#### Задание:
Продублируйте без изменений отрывок из текста о русских писателях девятнадцатого века: начните с места, где стоят слова «У Михаила Салтыкова», и остановитесь после слов «спасение, кажется, нет.».

А чем мы лучше?

Вторая половина девятнадцатого века подарила нам настоящую сокровищницу, которая останется навсегда на счету русского народа. Если же когда-нибудь исчезнут искусственные границы под названием «государство» во имя лучшего устройства, то каждый человек на Земле возрадуется, что он стоит прямо в том месте, куда со страхом и любопытством заглядывали наши писатели и поэты. Ведь разговор о колорите одного народа наводит на мысли об общечеловеческом благе, о нравственности. Создавая образ идеального Государства Российского, русский писатель того времени одновременно выстраивал фундамент для нового государства Земля, потому что в поисках разгадки всех тайн своего народа они находили конфликты глубоко в душе русского пришельца, Сфинкса, и разбирали, какие силы тяготят человека, а какие могут привести его к свободе. Говоря об этом дикаре, который не может развернуться посреди подаренного ему простора, и Николай Лесков, и Михаил Салтыков не могли не обратиться к человеческому в нём.

В текстах Лескова видна художественность Гоголя (видимо, никуда от духа Николая Васильевича не деться). Это не такой живой, разливающийся по страницам поэтизм, не назидательство ревнителя благочестия. Но Лесков – это пульсирующая сила души русской. Почти все слова оттуда – из души. Да! скуп мужик на высокохудожестве нные формы, но его жизнь сама по себе – поэзия. Его жизнь – песня, затягивающаяся посреди бескрайнего поля. Есть это у Гоголя, но он будто боялся заглянуть за помещичью усадьбу и показать, из чьей груди вырывается песнь и заливает всю округу. Лесков рисует человека простого, неучёного, мудрого, который в чиновничьей России видится непонятным, начитавшимся Библии, просто глупым. И если Гоголь смеётся с помещиком и чиновником (и над ними), то Лесков смеётся с мужиком. Авторы смеются и плачут.

У Михаила Салтыкова же получилось осуществить проект, в котором смех, как туча над Ершалаимом, сгущается над каждым и низвергается ливнем укора одинаково над властным и пострадавшим от власти. В «Истории одного города» и своих сказках для детей от семи до семидесяти семи Салтыков-Щедрин преследует вопрос о возможности разрешения проблемы разности между народом и властью, между почвой и тем, что потеряло её. Я не знаю, нашёл ли выход для себя и для всех писатель, но его смех настолько нервный, его сравнения настолько грубы, что веры в спасение, кажется, нет.

Иван Сергеевич Тургенев в «Отцах и детях» показал, что наша единственная дорога – дорога домой, в отчину, откуда каждый выпал, как птенец из гнезда. За одним таким птенцом мы наблюдали и в романе Ивана Александровича Гончарова «Обломов». Гончаров указал на стремительно бегущую новую жизнь (нам ли не знать?), от которой нет смысла отказываться, но есть смысл обратиться к русской Обломовке, попросить у неё всё самое лучшее, что есть в ней, — мягкое сердце, которое сплотит человечество, где каждый земляк, где каждый заслужил любви одинаковой. Может, тогда у нас появится возможность искупиться и возродиться.

#### Сохранённые данные:
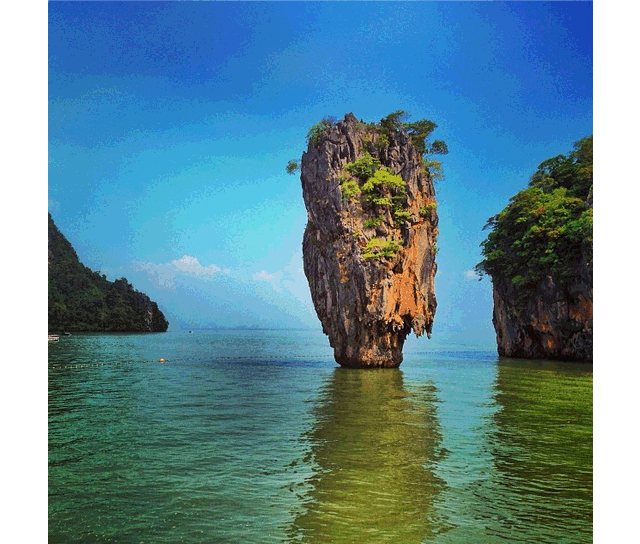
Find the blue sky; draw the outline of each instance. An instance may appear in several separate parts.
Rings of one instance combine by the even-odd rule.
[[[320,328],[284,167],[325,115],[403,109],[449,147],[432,341],[494,345],[491,284],[471,272],[482,227],[592,134],[592,7],[50,3],[49,211],[174,329]]]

#### Ответ:
У Михаила Салтыкова же получилось осуществить проект, в котором смех, как туча над Ершалаимом, сгущается над каждым и низвергается ливнем укора одинаково над властным и пострадавшим от власти. В «Истории одного города» и своих сказках для детей от семи до семидесяти семи Салтыков-Щедрин преследует вопрос о возможности разрешения проблемы разности между народом и властью, между почвой и тем, что потеряло её. Я не знаю, нашёл ли выход для себя и для всех писатель, но его смех настолько нервный, его сравнения настолько грубы, что веры в спасение, кажется, нет.